▸ **PROMPT**: Exactly as they appear, copy the lines of the listing from the one containing "siding in this photo." through the final line, both included, and nothing else.

▸ **RECORDS TO PROCESS**:
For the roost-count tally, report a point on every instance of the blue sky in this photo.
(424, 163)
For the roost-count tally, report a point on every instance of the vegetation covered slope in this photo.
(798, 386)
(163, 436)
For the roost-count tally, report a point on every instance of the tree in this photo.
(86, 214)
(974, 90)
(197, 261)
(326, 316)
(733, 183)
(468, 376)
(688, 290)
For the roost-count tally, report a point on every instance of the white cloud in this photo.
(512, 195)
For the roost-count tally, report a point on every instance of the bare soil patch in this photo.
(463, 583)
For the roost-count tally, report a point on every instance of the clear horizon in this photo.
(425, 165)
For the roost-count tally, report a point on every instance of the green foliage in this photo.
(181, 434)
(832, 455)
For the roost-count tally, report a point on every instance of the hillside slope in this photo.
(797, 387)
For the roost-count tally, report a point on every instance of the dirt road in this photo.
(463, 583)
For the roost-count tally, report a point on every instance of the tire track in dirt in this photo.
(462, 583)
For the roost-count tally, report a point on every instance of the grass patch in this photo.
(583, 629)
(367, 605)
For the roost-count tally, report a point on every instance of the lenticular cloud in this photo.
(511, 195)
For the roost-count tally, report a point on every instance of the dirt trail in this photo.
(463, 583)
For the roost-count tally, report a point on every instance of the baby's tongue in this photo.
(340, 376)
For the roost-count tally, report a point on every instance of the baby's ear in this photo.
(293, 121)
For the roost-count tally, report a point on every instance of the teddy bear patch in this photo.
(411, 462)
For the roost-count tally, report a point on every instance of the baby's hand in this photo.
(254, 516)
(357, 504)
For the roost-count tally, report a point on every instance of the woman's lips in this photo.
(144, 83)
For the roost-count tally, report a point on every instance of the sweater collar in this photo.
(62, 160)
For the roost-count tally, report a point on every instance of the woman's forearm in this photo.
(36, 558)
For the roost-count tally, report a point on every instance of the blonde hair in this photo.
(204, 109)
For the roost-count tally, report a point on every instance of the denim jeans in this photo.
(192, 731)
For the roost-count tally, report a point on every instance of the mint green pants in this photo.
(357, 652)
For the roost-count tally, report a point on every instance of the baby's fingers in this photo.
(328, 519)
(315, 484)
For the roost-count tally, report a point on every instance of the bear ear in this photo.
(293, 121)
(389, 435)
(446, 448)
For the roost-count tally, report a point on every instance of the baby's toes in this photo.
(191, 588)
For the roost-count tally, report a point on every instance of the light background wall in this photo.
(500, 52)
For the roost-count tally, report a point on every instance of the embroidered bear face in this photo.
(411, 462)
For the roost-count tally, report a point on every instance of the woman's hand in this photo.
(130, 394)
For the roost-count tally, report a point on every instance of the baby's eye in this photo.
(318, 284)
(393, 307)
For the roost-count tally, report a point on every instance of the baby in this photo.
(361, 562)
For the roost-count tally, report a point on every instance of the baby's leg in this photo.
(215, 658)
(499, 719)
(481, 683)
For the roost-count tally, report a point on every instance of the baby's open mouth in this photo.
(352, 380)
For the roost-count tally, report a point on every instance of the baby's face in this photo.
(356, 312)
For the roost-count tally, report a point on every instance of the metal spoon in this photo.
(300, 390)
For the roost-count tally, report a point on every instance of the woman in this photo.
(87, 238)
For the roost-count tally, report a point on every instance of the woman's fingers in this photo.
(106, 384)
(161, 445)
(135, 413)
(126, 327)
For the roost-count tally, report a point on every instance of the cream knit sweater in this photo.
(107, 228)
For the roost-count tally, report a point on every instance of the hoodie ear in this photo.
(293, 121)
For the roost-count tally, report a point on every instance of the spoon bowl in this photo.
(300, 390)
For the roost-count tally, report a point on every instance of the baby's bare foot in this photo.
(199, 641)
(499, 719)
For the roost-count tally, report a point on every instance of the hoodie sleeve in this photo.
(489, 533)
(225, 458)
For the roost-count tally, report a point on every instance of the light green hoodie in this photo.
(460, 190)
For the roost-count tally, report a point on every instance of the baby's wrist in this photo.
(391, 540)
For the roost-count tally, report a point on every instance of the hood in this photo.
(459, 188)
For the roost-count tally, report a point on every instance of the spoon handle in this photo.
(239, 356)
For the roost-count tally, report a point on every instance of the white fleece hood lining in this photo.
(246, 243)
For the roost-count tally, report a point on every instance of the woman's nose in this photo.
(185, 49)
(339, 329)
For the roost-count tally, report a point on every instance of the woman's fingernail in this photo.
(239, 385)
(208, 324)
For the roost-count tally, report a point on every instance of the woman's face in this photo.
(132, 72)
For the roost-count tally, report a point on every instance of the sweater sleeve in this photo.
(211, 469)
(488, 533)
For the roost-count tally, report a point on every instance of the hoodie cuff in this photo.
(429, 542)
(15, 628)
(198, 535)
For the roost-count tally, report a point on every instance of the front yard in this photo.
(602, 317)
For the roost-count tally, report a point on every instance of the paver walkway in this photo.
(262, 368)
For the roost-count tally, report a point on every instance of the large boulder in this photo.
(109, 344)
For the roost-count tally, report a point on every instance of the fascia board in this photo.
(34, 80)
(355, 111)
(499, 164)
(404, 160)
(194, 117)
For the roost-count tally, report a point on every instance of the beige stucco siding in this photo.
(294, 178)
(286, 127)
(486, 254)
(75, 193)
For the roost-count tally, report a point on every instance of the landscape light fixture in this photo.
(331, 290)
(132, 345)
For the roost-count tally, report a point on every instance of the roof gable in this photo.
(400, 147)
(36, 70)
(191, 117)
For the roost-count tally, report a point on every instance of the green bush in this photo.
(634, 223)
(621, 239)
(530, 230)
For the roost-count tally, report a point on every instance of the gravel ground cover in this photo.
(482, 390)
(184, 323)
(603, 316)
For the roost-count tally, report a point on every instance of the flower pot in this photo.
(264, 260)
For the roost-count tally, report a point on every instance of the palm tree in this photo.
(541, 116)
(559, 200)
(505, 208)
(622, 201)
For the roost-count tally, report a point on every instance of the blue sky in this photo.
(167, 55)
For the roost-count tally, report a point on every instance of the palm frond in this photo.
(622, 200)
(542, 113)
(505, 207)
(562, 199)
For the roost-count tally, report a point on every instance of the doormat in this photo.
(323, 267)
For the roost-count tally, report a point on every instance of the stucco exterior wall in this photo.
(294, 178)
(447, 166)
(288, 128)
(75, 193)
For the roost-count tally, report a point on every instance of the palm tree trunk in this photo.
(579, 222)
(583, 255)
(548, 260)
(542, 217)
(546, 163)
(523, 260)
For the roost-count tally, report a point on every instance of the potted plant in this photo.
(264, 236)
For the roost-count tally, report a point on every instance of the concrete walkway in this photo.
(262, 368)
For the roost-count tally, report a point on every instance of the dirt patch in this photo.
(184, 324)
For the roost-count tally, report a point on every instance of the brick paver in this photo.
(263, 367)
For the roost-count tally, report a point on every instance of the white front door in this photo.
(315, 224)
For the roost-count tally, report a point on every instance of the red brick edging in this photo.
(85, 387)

▸ **EXERCISE RESPONSE**:
For the roost-count tally, report a point on every instance of the beige stucco siding in this photo.
(294, 178)
(286, 127)
(486, 254)
(75, 193)
For the roost-count tally, report a point on every instance of the landscape light fixture in this photo.
(331, 290)
(132, 345)
For the roost-count tally, report a point on every instance of the roof gable in this photo.
(400, 147)
(36, 70)
(191, 117)
For the roost-count tally, report a point on every instance of the green bush in this photo.
(634, 223)
(621, 239)
(530, 230)
For the roost-count tally, report a point on every instance of the gravel ground cover in this photo.
(482, 390)
(184, 323)
(603, 316)
For the roost-count tally, report a point on every instance of the flower pot in this photo.
(264, 260)
For the roost-count tally, report a point on every instance of the palm tree in this photo.
(541, 116)
(559, 200)
(505, 208)
(622, 201)
For the roost-count tally, report a point on every instance of the blue sky in this photo.
(167, 55)
For the roost-count tally, report a point on every instance of the palm frond in this photo.
(622, 200)
(542, 113)
(505, 207)
(562, 199)
For the roost-count tally, report a point on every instance of the doormat in this photo.
(323, 267)
For the roost-count tally, report a point on every instance of the stucco exterior wall in this photo.
(294, 178)
(447, 166)
(288, 128)
(75, 193)
For the roost-count tally, report a point on every instance of the palm tree trunk in this photo.
(579, 222)
(583, 255)
(548, 260)
(542, 217)
(546, 163)
(523, 260)
For the roost-count tally, report a point on every instance of the potted plant in this photo.
(264, 236)
For the roost-count tally, report a point on every instance of the concrete walkway in this photo.
(262, 368)
For the roost-count tally, report a point on every instance of the dirt patch in this photo.
(184, 324)
For the roost-count tally, report a point on every instance of the brick paver in this photo.
(263, 367)
For the roost-count tally, report a point on every instance of the white front door in this photo.
(315, 224)
For the roost-count tally, report a point on every instance of the red brick edging in this photo.
(85, 387)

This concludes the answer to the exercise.